■ **Consigne A**: Comptez les lignes des entrées qui contiennent la chaîne « tire ». Donnez uniquement ce nombre.

■ **Texte fourni**:

____

Ces derniers temps, un animal emblématique des espèces menacées est sur le devant de la scène médiatique : la panthère des neiges. Entre le travail magnifique de Vincent Munier, le récit de Sylvain Tesson et les photos et film incroyables de Frédéric Larrey, le rarissime félin occupe plateaux télé, studios de radio et évidement l’internet et ses réseaux sociaux!
Il n’aura pas fallu attendre longtemps pour qu’au delà des éloges, le travail persévérant des uns ou des autres ne se heurte au mur de la critique. Si la remise en question est salvatrice, elle laisse parfois poindre un brin de jalousie ou simplement de polémique un peu gratuite.
Certains estiment qu’une espèce aussi rare et menacée ne devrait pas être mise tant en lumière et médiatisée. Ils argumentent sur le fait que cela risquerait de déclencher une mode drainant des touristes-photographes en grand nombre dans des régions si tranquilles. Ces derniers dérangeraient la faune pour assouvir un loisir et propulser leur ego sur Facebook en partageant une photo prouvant que : « moi aussi, j’ai fait de la panthère des neiges ». Même Munier s’est fendu d’une analyse un peu acerbe (c’est mon ressenti) sur le tourisme se développant autour de cette espèce dans son carnet de terrain – Tibet, promesse de l’invisible – .

____

■ **Données extraites**:
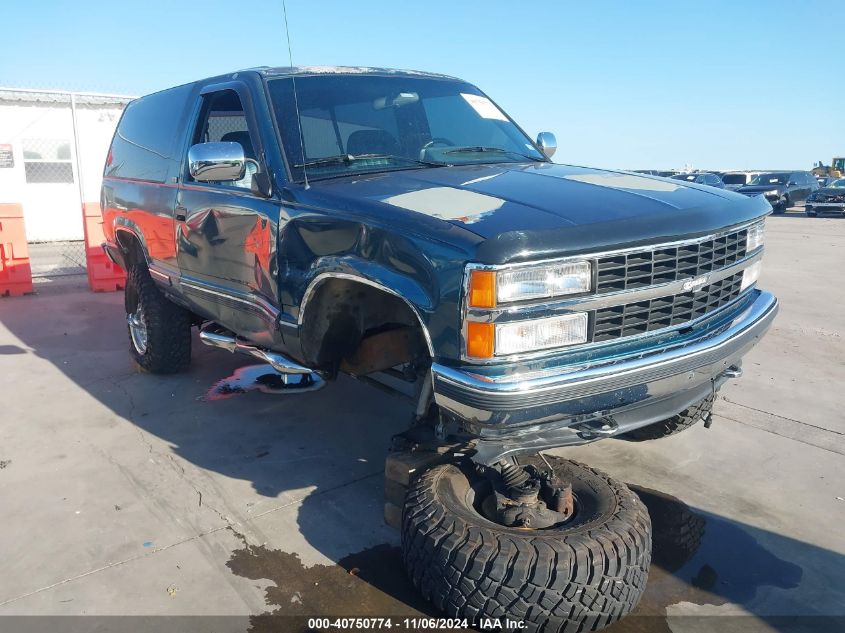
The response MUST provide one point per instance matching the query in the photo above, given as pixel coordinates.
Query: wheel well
(133, 252)
(358, 328)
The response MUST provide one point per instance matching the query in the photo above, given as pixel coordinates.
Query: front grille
(655, 314)
(663, 265)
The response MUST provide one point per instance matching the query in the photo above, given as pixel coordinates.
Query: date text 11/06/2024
(415, 624)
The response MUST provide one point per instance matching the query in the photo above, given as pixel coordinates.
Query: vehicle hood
(530, 211)
(760, 188)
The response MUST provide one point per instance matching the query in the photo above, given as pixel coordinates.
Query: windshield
(770, 179)
(354, 124)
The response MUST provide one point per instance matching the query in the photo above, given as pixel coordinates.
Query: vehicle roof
(286, 71)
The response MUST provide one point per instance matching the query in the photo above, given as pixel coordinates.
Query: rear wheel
(159, 330)
(579, 575)
(674, 425)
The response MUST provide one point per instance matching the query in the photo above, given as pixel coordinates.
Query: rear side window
(147, 141)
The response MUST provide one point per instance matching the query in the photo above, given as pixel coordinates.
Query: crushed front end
(571, 350)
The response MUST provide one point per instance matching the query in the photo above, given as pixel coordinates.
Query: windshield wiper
(349, 159)
(483, 149)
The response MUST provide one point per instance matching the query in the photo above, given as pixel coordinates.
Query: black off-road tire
(580, 576)
(168, 326)
(671, 426)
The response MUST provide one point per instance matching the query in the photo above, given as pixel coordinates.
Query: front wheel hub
(527, 497)
(138, 330)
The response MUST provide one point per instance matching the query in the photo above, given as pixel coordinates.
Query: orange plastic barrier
(103, 274)
(15, 271)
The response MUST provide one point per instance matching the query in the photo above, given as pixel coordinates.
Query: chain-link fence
(52, 149)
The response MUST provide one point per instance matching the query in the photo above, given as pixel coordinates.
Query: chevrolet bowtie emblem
(695, 284)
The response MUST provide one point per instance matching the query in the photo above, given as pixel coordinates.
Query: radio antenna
(295, 98)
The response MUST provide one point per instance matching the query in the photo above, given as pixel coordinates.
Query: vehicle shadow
(323, 452)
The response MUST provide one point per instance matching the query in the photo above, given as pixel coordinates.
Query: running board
(280, 363)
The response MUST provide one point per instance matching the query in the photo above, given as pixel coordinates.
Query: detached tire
(159, 330)
(672, 426)
(580, 576)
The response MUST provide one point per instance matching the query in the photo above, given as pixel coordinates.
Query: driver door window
(222, 119)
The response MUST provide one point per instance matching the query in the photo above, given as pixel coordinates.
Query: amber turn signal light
(482, 289)
(481, 339)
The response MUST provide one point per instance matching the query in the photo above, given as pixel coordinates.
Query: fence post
(103, 274)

____

■ **Consigne B**: Recopiez fidèlement le passage du texte sur la panthère des neiges qui va de « Certains estiment qu’une » jusqu'à « l’invisible – . » inclus.

■ **Résultat A**: 2

■ **Résultat B**:
Certains estiment qu’une espèce aussi rare et menacée ne devrait pas être mise tant en lumière et médiatisée. Ils argumentent sur le fait que cela risquerait de déclencher une mode drainant des touristes-photographes en grand nombre dans des régions si tranquilles. Ces derniers dérangeraient la faune pour assouvir un loisir et propulser leur ego sur Facebook en partageant une photo prouvant que : « moi aussi, j’ai fait de la panthère des neiges ». Même Munier s’est fendu d’une analyse un peu acerbe (c’est mon ressenti) sur le tourisme se développant autour de cette espèce dans son carnet de terrain – Tibet, promesse de l’invisible – .